§ **Reading passage**:
┌────────

·  Legal News, Analysis, & Commentary

Health & Medicine

Lead Found in Cincinnati Health Clinic Water Supply

— July 10, 2024

The Cincinnati Health Department has found high lead levels at the Bobbie Sterne Health Center.

The Bobbie Sterne Health Center in Cincinnati, Ohio, is a healthcare facility offering essential medical services to the city’s low-income residents. The center was named after Bobbie Sterne, a well-known politician and public health advocate, and since its inception at the turn of the 20th century, the center has served as a much-need refuge for thousands of men, women, and children who rely on its services each year. That’s why it’s especially concerning that recent testing has found alarmingly high levels of lead in the facility’s tap water supply. The Cincinnati Health Department and Greater Cincinnati Water Works reported eight out of 55 tested water sources at the clinic showed lead concentrations in excess of the U.S. Environmental Protection Agency’s (EPA) acceptable limits.

└────────

According to the article on lead at the Cincinnati clinic, how many of the tested water sources showed lead levels beyond the EPA's acceptable limits?

§ **Entries provided**:
┌────────

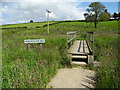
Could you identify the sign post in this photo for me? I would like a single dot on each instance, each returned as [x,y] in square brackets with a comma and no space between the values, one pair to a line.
[30,41]
[48,20]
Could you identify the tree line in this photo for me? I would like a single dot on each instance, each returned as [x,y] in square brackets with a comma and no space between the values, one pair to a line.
[96,12]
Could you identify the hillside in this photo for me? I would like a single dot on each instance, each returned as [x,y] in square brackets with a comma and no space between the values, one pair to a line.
[35,67]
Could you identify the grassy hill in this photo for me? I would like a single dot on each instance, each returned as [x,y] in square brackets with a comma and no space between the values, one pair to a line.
[35,67]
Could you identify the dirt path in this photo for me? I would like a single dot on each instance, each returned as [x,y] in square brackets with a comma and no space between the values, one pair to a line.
[73,78]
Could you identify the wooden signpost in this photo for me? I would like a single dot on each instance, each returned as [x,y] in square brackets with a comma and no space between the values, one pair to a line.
[39,41]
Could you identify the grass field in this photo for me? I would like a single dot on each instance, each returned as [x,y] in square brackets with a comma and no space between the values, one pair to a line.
[35,67]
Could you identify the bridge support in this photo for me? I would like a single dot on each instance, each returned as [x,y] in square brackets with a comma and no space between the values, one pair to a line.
[90,59]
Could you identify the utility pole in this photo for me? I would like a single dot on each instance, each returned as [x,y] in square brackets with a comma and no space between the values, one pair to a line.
[48,20]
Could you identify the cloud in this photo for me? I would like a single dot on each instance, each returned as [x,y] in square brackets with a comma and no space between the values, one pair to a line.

└────────

§ **Output for this exercise**: Eight out of 55.